Drop every picture and give the entries back exactly.

═════ THE INPUT ═════

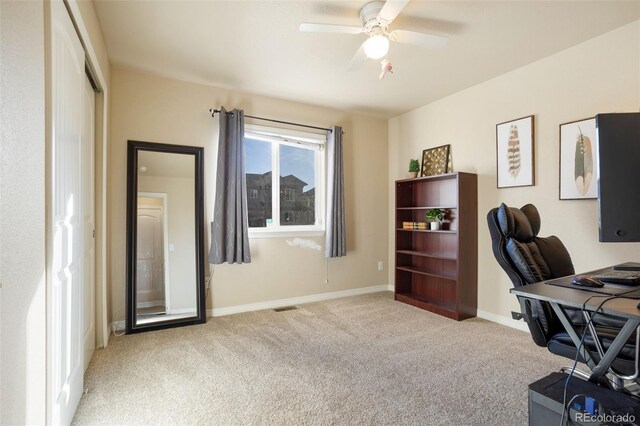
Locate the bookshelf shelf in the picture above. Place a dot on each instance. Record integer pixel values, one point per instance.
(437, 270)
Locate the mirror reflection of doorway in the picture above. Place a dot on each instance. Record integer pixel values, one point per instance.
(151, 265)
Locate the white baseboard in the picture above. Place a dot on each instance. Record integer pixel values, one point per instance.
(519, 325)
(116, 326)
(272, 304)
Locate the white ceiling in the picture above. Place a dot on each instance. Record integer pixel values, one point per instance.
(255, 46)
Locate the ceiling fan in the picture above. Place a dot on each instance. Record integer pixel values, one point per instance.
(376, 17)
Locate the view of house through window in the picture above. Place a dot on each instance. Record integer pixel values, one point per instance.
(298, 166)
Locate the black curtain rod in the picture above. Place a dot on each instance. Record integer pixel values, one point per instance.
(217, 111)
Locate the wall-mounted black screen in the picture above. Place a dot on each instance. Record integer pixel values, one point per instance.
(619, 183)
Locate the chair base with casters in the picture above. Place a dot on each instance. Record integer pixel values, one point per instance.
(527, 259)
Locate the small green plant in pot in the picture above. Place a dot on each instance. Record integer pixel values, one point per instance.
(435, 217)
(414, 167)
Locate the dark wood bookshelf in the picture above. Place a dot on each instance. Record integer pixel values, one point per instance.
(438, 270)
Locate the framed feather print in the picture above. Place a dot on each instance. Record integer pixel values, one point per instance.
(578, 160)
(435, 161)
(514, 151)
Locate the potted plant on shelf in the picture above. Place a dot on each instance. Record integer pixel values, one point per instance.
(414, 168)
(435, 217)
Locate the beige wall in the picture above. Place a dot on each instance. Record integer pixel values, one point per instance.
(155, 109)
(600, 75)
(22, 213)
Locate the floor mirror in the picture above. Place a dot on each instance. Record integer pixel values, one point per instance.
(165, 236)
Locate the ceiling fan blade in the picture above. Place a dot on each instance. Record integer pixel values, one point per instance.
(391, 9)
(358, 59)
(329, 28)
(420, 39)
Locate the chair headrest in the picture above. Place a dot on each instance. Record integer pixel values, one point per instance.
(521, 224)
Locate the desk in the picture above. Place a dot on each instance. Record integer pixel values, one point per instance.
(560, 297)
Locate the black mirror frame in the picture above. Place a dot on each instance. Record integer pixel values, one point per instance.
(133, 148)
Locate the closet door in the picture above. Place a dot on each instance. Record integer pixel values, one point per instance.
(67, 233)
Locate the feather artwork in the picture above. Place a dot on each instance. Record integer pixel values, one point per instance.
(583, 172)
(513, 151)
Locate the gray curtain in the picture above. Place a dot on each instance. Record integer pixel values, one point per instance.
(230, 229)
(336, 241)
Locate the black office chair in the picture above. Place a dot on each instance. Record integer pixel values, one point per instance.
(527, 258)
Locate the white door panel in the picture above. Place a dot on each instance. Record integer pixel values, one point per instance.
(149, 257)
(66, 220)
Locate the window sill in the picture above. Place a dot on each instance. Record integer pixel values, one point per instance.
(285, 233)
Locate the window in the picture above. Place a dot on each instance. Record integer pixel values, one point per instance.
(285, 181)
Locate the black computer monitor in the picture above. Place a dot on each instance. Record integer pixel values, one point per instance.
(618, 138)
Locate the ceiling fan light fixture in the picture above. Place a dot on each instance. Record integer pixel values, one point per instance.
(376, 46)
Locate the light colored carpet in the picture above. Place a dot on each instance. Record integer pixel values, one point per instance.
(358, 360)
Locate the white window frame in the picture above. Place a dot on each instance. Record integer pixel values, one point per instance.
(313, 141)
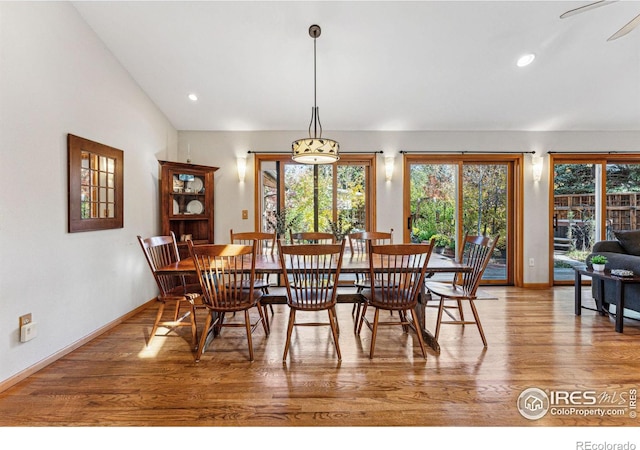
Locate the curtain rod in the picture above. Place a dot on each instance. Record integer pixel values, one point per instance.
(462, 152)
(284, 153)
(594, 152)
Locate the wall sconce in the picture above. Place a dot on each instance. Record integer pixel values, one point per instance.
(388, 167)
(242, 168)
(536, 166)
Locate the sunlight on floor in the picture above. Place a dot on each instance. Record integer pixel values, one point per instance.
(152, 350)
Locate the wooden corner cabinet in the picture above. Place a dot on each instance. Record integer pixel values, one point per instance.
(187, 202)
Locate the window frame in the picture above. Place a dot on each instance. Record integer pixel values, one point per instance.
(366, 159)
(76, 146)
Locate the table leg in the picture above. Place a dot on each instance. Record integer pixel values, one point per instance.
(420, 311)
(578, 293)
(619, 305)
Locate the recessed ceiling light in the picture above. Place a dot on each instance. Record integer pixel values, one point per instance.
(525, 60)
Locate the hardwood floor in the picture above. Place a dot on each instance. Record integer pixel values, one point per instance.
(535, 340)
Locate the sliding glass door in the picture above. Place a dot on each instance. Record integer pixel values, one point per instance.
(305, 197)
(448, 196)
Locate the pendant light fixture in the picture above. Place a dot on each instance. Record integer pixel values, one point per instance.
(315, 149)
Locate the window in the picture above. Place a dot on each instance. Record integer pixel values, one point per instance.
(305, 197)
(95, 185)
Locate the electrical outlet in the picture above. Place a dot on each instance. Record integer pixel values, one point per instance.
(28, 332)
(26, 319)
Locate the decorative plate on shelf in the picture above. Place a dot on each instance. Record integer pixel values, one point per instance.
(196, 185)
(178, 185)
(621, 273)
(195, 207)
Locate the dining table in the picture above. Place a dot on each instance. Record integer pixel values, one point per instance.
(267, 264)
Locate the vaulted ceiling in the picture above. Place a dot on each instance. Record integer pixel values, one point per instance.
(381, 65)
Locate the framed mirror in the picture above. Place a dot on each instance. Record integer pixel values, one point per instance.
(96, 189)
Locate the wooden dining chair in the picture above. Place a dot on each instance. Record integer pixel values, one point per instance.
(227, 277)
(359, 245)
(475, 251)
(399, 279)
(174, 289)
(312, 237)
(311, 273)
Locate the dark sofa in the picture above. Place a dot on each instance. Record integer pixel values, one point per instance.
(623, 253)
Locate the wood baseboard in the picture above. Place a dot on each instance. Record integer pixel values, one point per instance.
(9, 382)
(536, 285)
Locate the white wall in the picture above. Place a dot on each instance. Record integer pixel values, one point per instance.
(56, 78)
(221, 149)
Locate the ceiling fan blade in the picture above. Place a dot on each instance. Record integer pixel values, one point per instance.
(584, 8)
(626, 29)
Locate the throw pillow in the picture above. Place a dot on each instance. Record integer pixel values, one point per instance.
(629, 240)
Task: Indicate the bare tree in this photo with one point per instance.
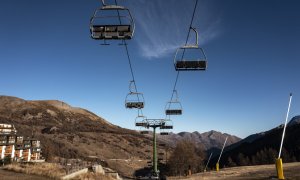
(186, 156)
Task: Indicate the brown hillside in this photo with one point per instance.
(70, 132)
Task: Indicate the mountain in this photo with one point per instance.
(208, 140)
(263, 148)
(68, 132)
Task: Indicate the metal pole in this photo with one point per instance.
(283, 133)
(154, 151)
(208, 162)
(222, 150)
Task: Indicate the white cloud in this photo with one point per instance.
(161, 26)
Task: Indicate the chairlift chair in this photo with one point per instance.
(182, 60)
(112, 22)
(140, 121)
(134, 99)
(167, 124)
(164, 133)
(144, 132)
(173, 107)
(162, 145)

═════

■ **FULL ANSWER**
Locate the bookshelf shelf in the picture above. Place a dot on each instance. Record integer pixel values, one point per instance.
(437, 270)
Locate the mirror reflection of doorway in the picture above. Place a dot on each instance. Record integer pixel values, one point per instance.
(151, 265)
Locate the white baseboard in the picture above. Place a dot on each instance. Record integer pixel values, one point per instance.
(519, 325)
(116, 326)
(272, 304)
Locate the white ceiling in the picture above. Place a dot on each instance. Record integer pixel values, one point per instance.
(255, 46)
Locate the ceiling fan in the picture above. Place a dot on each instance. Record integer pixel values, one point per instance.
(376, 17)
Locate the view of house through window in the picture above. Place a dot on each instance. Record integer pixel values, one point per instance.
(298, 166)
Locate the black curtain rod in the picture above. Place a dot on each instance. Record integer pixel values, one point per instance.
(217, 111)
Locate the wall-mounted black screen in the picture above. Place a dot on each instance. Record integer pixel values, one point per instance.
(619, 183)
Locate the chair base with casters in the picture above. Place a dot on each instance. Record integer pixel values, one point per instance.
(527, 259)
Locate the small green plant in pot in the picture above. Place a dot on each instance. Record integer pixel values, one point per instance.
(435, 217)
(414, 167)
Locate the dark wood bookshelf in the picture above. Place a dot on each instance. Record integer pixel values, one point per instance.
(438, 270)
Locate the framed feather print in the picture above. Place a dot on each instance. Record integer pixel values, one point per instance.
(578, 160)
(435, 161)
(514, 151)
Locate the potted plant on shelf in the picture above. Place a dot on each instance. Record integer pixel values, one point per instance.
(414, 168)
(435, 217)
Locate the beige wall in the picture above. Place a dot on each instance. Record integer pixel values, one point per instance.
(155, 109)
(600, 75)
(22, 213)
Locate the floor mirror in the picture above. Place a dot on each instance. Record integer pixel values, one point per instance.
(165, 236)
Locate the ceiling fan blade in the picture above. Place a dot on each instance. Record integer pixel values, one point per instance.
(391, 9)
(358, 59)
(329, 28)
(420, 39)
Locate the chair headrest in the picture above. Place a dot on each instance. Record integer pixel values, one point per instance.
(521, 224)
Locate the desk in the picture above. Place a dot on each instance. Record integer pixel values, one point per instance.
(560, 297)
Locate the black mirror frame in the picture above. Place a dot on each instance. Record integer pixel values, one point per instance.
(133, 148)
Locate the closet door in the picture above. Place a dot on each instance. Record integer pixel values, one point per instance.
(67, 233)
Locate the feather artwork in the picture above. Place a dot on each instance. Record integer pixel values, one point per instance.
(583, 172)
(513, 151)
Locate the gray curtain in the picture above. Place a dot on each instance. Record integer pixel values, one point per instance.
(230, 229)
(336, 241)
Locate the black office chair in the picture above. Place a dot on each instance. Record integer pixel values, one point per instance.
(527, 258)
Locate the white door panel in the picture above. Place a dot on each instance. Record integer pixel values, one point per instance.
(149, 257)
(66, 220)
Locate the window sill in the picture above. Place a dot on each instance. Record integer pixel values, one point per instance.
(285, 233)
Locate the window in the picture above. Place a dot on each instance. Record integer pixel values, one point per instance.
(285, 181)
Locate the black computer monitor in the picture above. Place a dot on each instance. Record integer pixel values, one point per instance.
(618, 138)
Locate the ceiling fan light fixture in the picture above. Place a dot on each instance. Record integer pixel values, one point per instance.
(376, 46)
Locate the light colored carpet in the picture above. Place a dot on each instance. Record integer pixel values, one point per instance.
(358, 360)
Locate the white window frame in the picture above. Place a dot on each instance. Record integer pixel values, one point per instance.
(313, 141)
Locate the curtain rod in the picture above. Place a dot on each instance. Record integer pixel values, one point per instance.
(462, 152)
(284, 153)
(594, 152)
Locate the wall sconce in the picture above. Place a dot on each instance. Record integer pixel values, one point per instance.
(388, 167)
(242, 168)
(536, 166)
Locate the sunlight on floor in the picture above. Place a dot on each instance. Record integer pixel values, one point per instance.
(152, 350)
Locate the wooden corner cabinet in the picture above. Place a dot on each instance. Record integer pixel values, one point per instance.
(187, 202)
Locate the window frame in the picture above. Place a dot on each instance. Record integer pixel values, one point per instance.
(366, 159)
(76, 146)
Locate the table leg in the picture above. Place a dot on each instance. Record integer pixel values, one point per instance.
(420, 311)
(578, 293)
(619, 305)
Locate the recessed ceiling light in the picture above. Place a dot on each instance. Record integer pixel values, one point per instance.
(525, 60)
Locate the hardwood floor in the picture above. Place a dot on each instance. Record integer pixel values, one point per instance.
(535, 340)
Locate the sliding glass door in the picture above. Place a dot on each instance. Record integer pixel values, one point per instance.
(305, 197)
(448, 196)
Locate the pendant light fixture in the picture above. Place a dot on each instance. Record integer pixel values, one point per instance.
(315, 149)
Locate the window in the picture above. Place a dot on each instance. Record integer pixel values, one point per instance.
(305, 197)
(95, 185)
Locate the electrical outlet in the picture above. Place a dot on each instance. Record integer pixel values, one point per instance.
(28, 332)
(26, 319)
Locate the decorative plate on shelf in the picture above. Place a dot on each instance. Record integer pixel values, one point per instance.
(196, 185)
(178, 185)
(621, 273)
(195, 207)
Locate the dining table in the picture above. Place a dot on each instance. Record integer pixel values, one point per instance.
(267, 264)
Locate the vaulted ceiling in the picture above. Place a dot on each instance. Record integer pixel values, one point per instance.
(381, 65)
Locate the framed mirror in the picture above. Place a dot on each instance. Record integer pixel values, one point per instance.
(96, 189)
Locate the wooden dining chair in the picture above. Place a dot on each instance. Record integer pixel values, one point per instance.
(227, 277)
(359, 245)
(475, 251)
(399, 279)
(174, 289)
(312, 237)
(311, 273)
Locate the dark sofa in the picture above. Place a dot on each instance. Record integer pixel values, one point per instance.
(623, 253)
Locate the wood baseboard in the picture above. Place a dot on each instance. Record integer pixel values, one point per instance.
(9, 382)
(536, 285)
Locate the white wall in the picture above. Place a dot on each instance. Record integer pixel values, one point per instance.
(56, 78)
(221, 149)
Locate the ceiling fan blade in the picture above. Place a dot on each instance. Record integer pixel values, one point per instance.
(584, 8)
(626, 29)
Locate the throw pillow in the picture above. Place a dot on each instance. Record integer pixel values, one point per instance.
(629, 240)
Task: Indicate the bare tree in this photo with one point per instance.
(186, 156)
Task: Indicate the brown hillside in this photo with one point per instance.
(70, 132)
Task: Indicate the mountain in this photo with one point per instance.
(208, 140)
(263, 148)
(68, 132)
Task: Indicate the metal pole in this photo with one point per instance.
(283, 133)
(154, 151)
(208, 162)
(222, 150)
Task: Indicate the white cloud in this photo with one point per instance.
(161, 26)
Task: Indicate the chairlift chair in this photo with one point per instance.
(182, 60)
(112, 22)
(140, 121)
(134, 99)
(167, 124)
(164, 133)
(144, 132)
(173, 107)
(162, 145)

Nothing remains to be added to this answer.